- **Task goal**
The copy you print must match the listing exactly, with its pictures removed.

┌─ Data extracts

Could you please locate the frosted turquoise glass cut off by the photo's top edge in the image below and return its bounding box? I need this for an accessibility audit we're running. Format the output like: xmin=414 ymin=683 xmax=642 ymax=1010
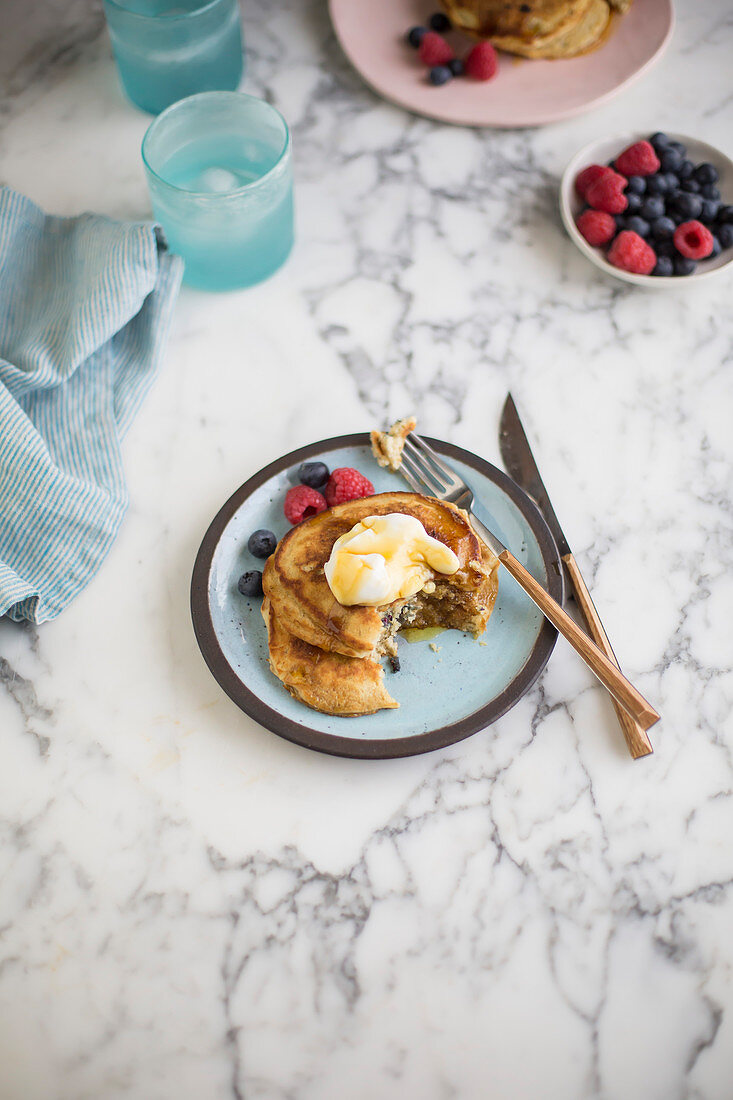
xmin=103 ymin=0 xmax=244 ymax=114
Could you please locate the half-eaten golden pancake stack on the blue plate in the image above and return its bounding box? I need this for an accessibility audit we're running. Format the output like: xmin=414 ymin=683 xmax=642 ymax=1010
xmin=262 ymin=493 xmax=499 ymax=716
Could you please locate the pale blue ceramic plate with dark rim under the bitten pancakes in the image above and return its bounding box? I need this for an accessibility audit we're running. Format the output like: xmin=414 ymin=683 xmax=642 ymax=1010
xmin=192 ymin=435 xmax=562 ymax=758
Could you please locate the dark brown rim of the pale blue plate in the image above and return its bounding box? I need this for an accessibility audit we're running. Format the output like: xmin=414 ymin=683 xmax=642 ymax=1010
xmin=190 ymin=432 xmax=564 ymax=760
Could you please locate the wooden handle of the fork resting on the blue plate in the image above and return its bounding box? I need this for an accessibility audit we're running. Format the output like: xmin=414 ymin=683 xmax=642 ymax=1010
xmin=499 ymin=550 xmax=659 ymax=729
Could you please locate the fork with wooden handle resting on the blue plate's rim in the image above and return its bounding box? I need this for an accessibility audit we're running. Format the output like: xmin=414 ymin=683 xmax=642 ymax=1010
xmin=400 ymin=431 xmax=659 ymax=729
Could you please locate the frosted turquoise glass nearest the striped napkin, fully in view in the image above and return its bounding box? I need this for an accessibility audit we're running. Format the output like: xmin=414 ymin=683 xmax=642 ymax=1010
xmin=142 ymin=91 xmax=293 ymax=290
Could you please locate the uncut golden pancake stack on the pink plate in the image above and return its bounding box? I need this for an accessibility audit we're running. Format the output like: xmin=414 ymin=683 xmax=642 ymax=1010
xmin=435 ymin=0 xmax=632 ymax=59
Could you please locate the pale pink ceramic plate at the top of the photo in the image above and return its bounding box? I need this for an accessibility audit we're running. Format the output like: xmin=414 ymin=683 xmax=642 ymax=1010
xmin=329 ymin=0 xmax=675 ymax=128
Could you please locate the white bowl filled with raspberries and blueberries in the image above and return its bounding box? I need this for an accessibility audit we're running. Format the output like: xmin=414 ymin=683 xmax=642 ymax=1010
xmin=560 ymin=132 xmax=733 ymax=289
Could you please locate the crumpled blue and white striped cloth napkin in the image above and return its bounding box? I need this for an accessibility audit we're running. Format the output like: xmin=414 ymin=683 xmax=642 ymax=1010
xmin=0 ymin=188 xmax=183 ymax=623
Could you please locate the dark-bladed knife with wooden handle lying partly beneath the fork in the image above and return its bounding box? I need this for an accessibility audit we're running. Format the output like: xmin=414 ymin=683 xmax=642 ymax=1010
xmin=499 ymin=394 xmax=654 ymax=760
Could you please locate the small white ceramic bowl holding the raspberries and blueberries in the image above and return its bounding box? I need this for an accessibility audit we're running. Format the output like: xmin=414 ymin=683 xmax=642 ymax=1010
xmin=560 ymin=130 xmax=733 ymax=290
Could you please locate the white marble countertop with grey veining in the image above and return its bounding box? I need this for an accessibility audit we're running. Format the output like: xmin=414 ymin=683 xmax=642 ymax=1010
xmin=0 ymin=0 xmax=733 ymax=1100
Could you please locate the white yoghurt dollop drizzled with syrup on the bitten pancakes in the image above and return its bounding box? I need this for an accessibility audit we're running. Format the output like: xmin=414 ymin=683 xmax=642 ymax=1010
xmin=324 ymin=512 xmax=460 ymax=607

└─

- **Answer for this exercise**
Could you please locate the frosted turquoise glass cut off by the photo's top edge in the image below and return its bounding box? I need this for an accessibility audit we're running. Format the output like: xmin=414 ymin=683 xmax=642 ymax=1010
xmin=103 ymin=0 xmax=244 ymax=114
Could you please locate the half-eaten golden pancake stack on the blue plate in the image above and return its bounding box? I need this for an accessibility audit we're running. Format the output like: xmin=414 ymin=683 xmax=642 ymax=1010
xmin=262 ymin=493 xmax=499 ymax=716
Could you please locate the pale blue ceramic plate with dark rim under the bitten pancakes in the image above and return its bounding box? I need this for an accessibility audit we're running. Format the output like: xmin=414 ymin=683 xmax=642 ymax=1010
xmin=192 ymin=435 xmax=562 ymax=758
Could you please locate the dark brown rim of the pale blue plate in the image above and return its bounding box? I need this for an accessibility audit we're running. Format the output like: xmin=414 ymin=683 xmax=642 ymax=1010
xmin=190 ymin=432 xmax=564 ymax=760
Could you please locate the wooden handle of the fork resting on the blue plate in the image above and return its bounding box? I need this for an accessibility audit we're running. Format the output like: xmin=414 ymin=683 xmax=642 ymax=1010
xmin=499 ymin=550 xmax=659 ymax=729
Could you please locate the fork with wooden handle resting on the blue plate's rim in the image above and return its bounding box? I need this for an accessibility audit we're running. Format the output like: xmin=414 ymin=683 xmax=642 ymax=1010
xmin=400 ymin=431 xmax=659 ymax=729
Could you please locate the frosted turquoise glass nearest the striped napkin, fully in view in the image above and return its bounding box? I need this for an accessibility audit we're running. Format the output like: xmin=414 ymin=683 xmax=642 ymax=1010
xmin=142 ymin=91 xmax=293 ymax=290
Could you please locate the uncut golden pancake stack on the pink plate in the image above and return its bounding box? I need this for an accessibility audit we're running. Format the output like: xmin=414 ymin=683 xmax=642 ymax=1010
xmin=435 ymin=0 xmax=632 ymax=59
Could you please locate the pale pink ceramic plate at the top of the photo in the image above and return its bounding box? I need this for an accessibility audit we're running. Format the output like: xmin=414 ymin=683 xmax=642 ymax=1010
xmin=329 ymin=0 xmax=675 ymax=128
Could you please locate the white bowl filled with raspberries and blueberries in the image above and return its bounding box? I need this for an accessibility audit we're running. Format the output like: xmin=414 ymin=683 xmax=642 ymax=1010
xmin=560 ymin=132 xmax=733 ymax=289
Could you please locate the crumpled blue and white striped cloth napkin in the image above and return its bounding box? I need this for an accessibility audit we're running. Format the output like: xmin=414 ymin=683 xmax=642 ymax=1010
xmin=0 ymin=188 xmax=183 ymax=623
Could you please locate the dark-bladed knife with wooden handle lying partly beneath the fork in the image above and return its bounding box? I need this for an accessibility audit we're running. Format the output like: xmin=414 ymin=683 xmax=642 ymax=1010
xmin=499 ymin=394 xmax=654 ymax=760
Could you please locate the small white ceramic bowl holding the raspberries and blueberries in the image above and return its bounding box? I need this for an accessibility audit we're running. Format the output like: xmin=414 ymin=683 xmax=642 ymax=1010
xmin=560 ymin=130 xmax=733 ymax=290
Could you please locate the white marble countertop with grey veining in the image above and return its bounding box? I need this for an accessibility audit we're running. Format the output like: xmin=414 ymin=683 xmax=642 ymax=1010
xmin=0 ymin=0 xmax=733 ymax=1100
Could you please locate the white yoghurt dollop drizzled with syrup on the bitten pancakes in the image above and return its bounding box? I need this for an accessibility audit we're running. Format the output like: xmin=414 ymin=683 xmax=642 ymax=1010
xmin=324 ymin=512 xmax=460 ymax=607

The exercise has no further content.